Pick out each line of the items below that contains the word "table", and copy those lines. Case counts.

** START OF Record excerpts **

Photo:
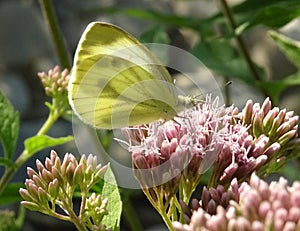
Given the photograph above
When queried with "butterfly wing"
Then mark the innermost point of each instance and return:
(117, 82)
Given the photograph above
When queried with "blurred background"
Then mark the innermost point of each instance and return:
(198, 26)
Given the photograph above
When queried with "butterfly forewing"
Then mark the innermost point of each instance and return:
(117, 82)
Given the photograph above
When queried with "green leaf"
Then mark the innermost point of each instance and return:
(9, 126)
(6, 162)
(155, 34)
(290, 47)
(110, 190)
(221, 57)
(11, 194)
(274, 16)
(37, 143)
(275, 88)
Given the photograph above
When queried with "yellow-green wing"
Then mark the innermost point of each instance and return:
(117, 82)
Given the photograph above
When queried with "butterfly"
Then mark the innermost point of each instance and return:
(117, 82)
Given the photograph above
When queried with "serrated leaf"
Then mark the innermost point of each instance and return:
(9, 126)
(37, 143)
(290, 47)
(11, 194)
(111, 191)
(274, 16)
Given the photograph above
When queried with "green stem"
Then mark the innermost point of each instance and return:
(9, 172)
(239, 40)
(58, 41)
(130, 213)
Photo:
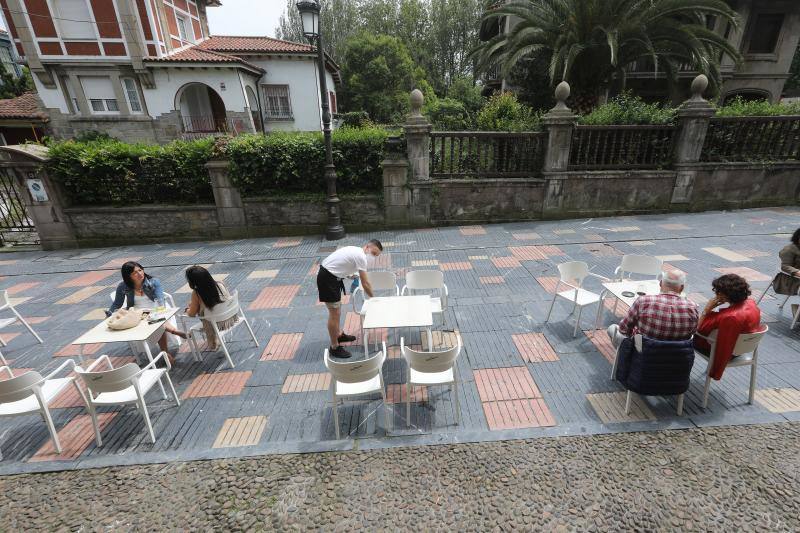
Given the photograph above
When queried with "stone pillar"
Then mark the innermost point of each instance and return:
(230, 208)
(25, 163)
(418, 131)
(693, 120)
(559, 124)
(396, 192)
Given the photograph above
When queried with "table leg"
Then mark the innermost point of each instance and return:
(150, 358)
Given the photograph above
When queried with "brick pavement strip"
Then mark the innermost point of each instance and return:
(713, 479)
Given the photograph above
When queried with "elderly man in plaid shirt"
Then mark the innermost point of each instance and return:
(666, 316)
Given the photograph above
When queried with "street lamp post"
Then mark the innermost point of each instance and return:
(309, 15)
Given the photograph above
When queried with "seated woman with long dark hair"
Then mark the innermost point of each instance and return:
(742, 315)
(136, 283)
(206, 294)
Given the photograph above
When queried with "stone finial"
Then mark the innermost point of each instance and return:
(699, 86)
(417, 100)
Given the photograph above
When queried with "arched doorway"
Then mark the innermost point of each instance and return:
(202, 109)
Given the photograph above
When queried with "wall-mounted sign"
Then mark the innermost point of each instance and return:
(37, 190)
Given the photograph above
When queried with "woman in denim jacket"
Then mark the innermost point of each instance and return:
(138, 284)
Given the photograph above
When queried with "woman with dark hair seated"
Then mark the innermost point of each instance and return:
(741, 315)
(136, 283)
(788, 280)
(206, 294)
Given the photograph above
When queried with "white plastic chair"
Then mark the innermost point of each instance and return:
(431, 368)
(356, 378)
(120, 386)
(30, 392)
(745, 353)
(5, 303)
(796, 314)
(572, 275)
(643, 265)
(220, 313)
(429, 280)
(172, 321)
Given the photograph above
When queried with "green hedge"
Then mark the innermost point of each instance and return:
(292, 162)
(111, 172)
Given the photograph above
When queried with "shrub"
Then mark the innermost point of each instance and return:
(295, 162)
(738, 107)
(626, 108)
(111, 172)
(503, 112)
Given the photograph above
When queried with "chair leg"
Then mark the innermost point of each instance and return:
(552, 304)
(146, 416)
(577, 322)
(48, 419)
(19, 316)
(706, 389)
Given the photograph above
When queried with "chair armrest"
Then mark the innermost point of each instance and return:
(99, 360)
(152, 364)
(68, 363)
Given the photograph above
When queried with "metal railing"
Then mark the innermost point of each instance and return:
(752, 139)
(472, 154)
(621, 147)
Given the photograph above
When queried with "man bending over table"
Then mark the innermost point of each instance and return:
(343, 263)
(666, 316)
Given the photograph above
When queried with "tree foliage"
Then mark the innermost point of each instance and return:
(592, 42)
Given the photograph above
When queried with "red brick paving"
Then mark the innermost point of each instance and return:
(274, 297)
(396, 393)
(518, 414)
(747, 273)
(75, 437)
(306, 383)
(21, 287)
(506, 262)
(220, 384)
(534, 348)
(88, 278)
(603, 344)
(74, 350)
(463, 265)
(282, 347)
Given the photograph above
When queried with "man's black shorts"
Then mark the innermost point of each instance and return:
(329, 286)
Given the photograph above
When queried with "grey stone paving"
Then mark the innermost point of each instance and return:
(741, 478)
(492, 299)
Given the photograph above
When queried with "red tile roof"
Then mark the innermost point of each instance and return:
(22, 107)
(231, 43)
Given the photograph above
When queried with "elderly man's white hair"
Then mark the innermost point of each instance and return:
(674, 279)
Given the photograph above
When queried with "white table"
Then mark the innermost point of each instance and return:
(140, 335)
(393, 312)
(616, 288)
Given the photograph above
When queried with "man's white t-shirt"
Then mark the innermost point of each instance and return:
(346, 261)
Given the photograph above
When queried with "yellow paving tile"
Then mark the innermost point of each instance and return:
(610, 407)
(244, 431)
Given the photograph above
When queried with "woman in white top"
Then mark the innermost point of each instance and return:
(206, 294)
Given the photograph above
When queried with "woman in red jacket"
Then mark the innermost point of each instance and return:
(740, 316)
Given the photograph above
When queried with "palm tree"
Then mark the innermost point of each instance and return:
(592, 42)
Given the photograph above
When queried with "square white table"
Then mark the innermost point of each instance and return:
(140, 335)
(648, 287)
(393, 312)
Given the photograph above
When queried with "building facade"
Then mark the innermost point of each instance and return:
(767, 37)
(147, 70)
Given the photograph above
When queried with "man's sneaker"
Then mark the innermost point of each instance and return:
(344, 337)
(340, 353)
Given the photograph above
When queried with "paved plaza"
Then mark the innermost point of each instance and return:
(520, 378)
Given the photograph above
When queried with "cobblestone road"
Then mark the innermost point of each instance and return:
(722, 479)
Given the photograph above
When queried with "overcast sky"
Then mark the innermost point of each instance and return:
(241, 17)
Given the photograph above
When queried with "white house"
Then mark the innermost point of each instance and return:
(150, 71)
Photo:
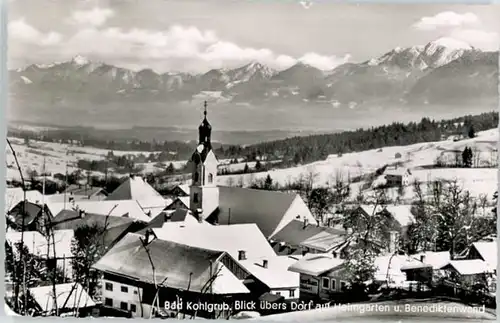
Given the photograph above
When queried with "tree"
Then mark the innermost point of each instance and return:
(258, 166)
(467, 157)
(422, 233)
(268, 183)
(170, 168)
(455, 211)
(471, 132)
(87, 246)
(320, 201)
(360, 268)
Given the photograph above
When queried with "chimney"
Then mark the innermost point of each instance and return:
(199, 215)
(149, 237)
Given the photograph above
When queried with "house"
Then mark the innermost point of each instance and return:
(121, 208)
(14, 195)
(71, 299)
(179, 202)
(270, 210)
(114, 228)
(136, 189)
(396, 221)
(180, 217)
(300, 237)
(397, 176)
(41, 247)
(322, 277)
(270, 275)
(86, 192)
(241, 241)
(34, 219)
(180, 190)
(183, 273)
(468, 271)
(486, 251)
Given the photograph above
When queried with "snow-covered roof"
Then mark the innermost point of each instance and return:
(37, 244)
(276, 275)
(388, 267)
(229, 238)
(135, 188)
(488, 251)
(316, 264)
(402, 214)
(396, 171)
(185, 266)
(436, 260)
(112, 208)
(15, 195)
(185, 188)
(470, 267)
(9, 311)
(325, 240)
(67, 294)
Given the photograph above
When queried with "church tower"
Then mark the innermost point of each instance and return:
(204, 193)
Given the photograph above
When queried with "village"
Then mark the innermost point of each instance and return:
(218, 251)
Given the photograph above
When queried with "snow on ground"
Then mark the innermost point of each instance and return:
(413, 157)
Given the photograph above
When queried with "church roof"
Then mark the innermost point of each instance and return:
(135, 188)
(243, 205)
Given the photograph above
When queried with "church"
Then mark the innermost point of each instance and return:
(271, 211)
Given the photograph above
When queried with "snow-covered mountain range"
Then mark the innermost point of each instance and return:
(445, 71)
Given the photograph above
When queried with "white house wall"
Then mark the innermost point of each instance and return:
(132, 296)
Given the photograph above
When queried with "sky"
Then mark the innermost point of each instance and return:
(198, 35)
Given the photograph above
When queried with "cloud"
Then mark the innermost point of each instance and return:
(20, 31)
(194, 49)
(446, 19)
(95, 17)
(485, 40)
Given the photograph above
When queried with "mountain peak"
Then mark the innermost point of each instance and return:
(80, 60)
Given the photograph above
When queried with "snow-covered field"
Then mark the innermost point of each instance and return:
(413, 157)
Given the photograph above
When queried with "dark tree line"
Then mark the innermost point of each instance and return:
(312, 148)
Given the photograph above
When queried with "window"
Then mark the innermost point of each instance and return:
(333, 284)
(109, 287)
(326, 283)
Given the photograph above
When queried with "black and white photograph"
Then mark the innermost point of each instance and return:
(255, 160)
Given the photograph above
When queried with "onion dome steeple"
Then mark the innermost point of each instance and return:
(205, 130)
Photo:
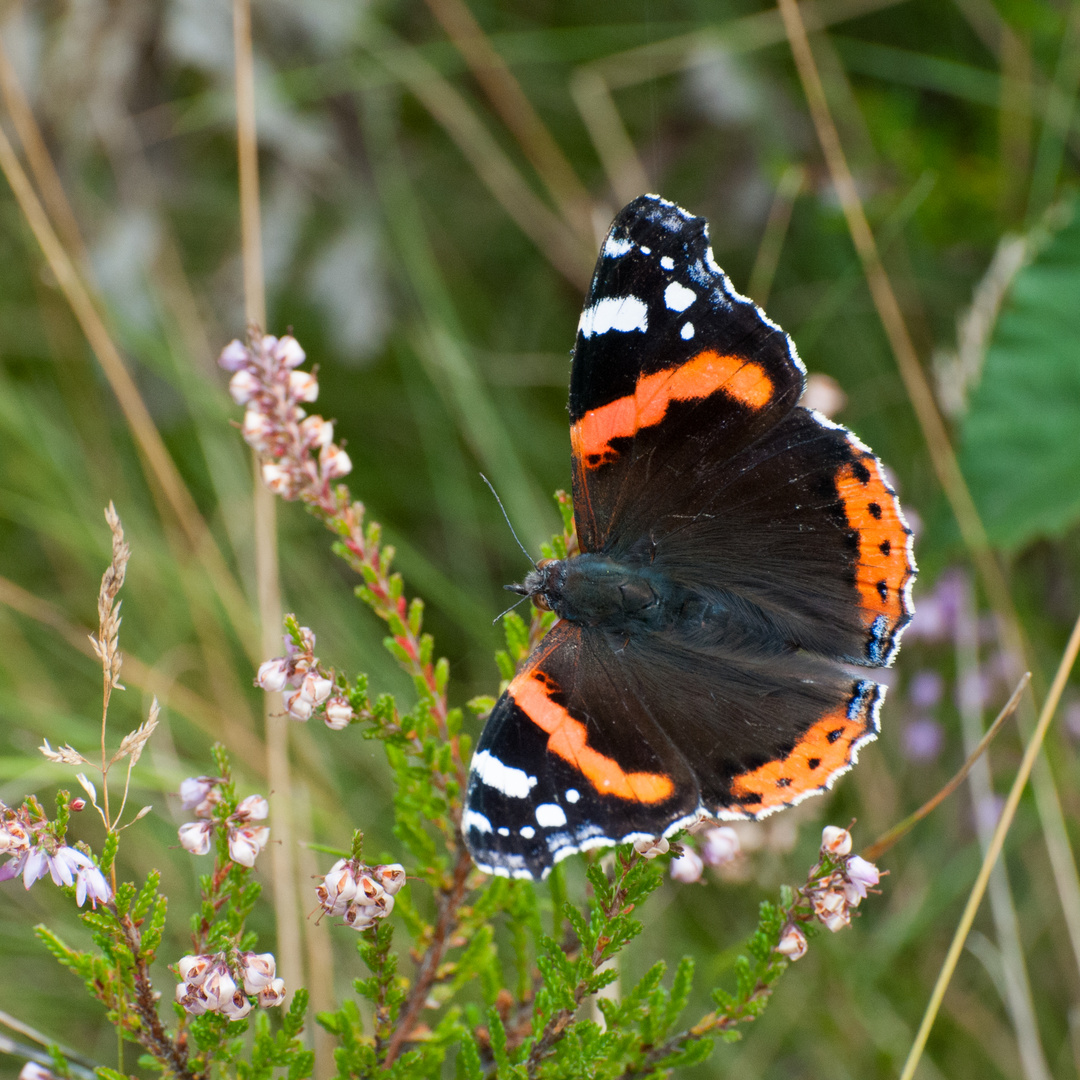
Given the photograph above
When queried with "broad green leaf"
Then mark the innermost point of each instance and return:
(1021, 435)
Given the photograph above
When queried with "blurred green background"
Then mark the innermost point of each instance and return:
(430, 251)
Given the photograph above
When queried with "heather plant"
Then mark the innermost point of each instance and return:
(508, 966)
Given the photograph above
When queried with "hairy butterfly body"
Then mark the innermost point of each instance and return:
(740, 555)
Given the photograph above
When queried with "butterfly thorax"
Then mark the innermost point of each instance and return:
(596, 590)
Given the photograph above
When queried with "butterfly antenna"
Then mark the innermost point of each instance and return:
(509, 609)
(512, 532)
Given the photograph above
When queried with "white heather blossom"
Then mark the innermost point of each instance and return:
(316, 688)
(246, 842)
(277, 477)
(304, 386)
(793, 943)
(65, 863)
(861, 876)
(835, 841)
(650, 847)
(194, 836)
(237, 1007)
(288, 351)
(391, 876)
(299, 706)
(194, 968)
(338, 888)
(718, 846)
(234, 355)
(253, 808)
(244, 386)
(91, 882)
(218, 985)
(273, 675)
(259, 971)
(338, 713)
(687, 867)
(13, 839)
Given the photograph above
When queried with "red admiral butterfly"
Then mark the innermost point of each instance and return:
(738, 551)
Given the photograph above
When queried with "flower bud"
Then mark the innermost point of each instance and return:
(253, 808)
(391, 877)
(793, 943)
(246, 842)
(835, 841)
(335, 462)
(288, 352)
(234, 355)
(272, 675)
(244, 386)
(299, 706)
(338, 713)
(194, 836)
(687, 867)
(304, 386)
(237, 1007)
(272, 995)
(259, 970)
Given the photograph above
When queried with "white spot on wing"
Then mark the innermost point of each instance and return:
(678, 297)
(472, 819)
(550, 815)
(615, 247)
(513, 783)
(623, 313)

** END OF Record excerpts **

__Correct output__
When queried with "table leg"
When queried with "man bending over table"
When queried with "white table"
When queried with "square white table"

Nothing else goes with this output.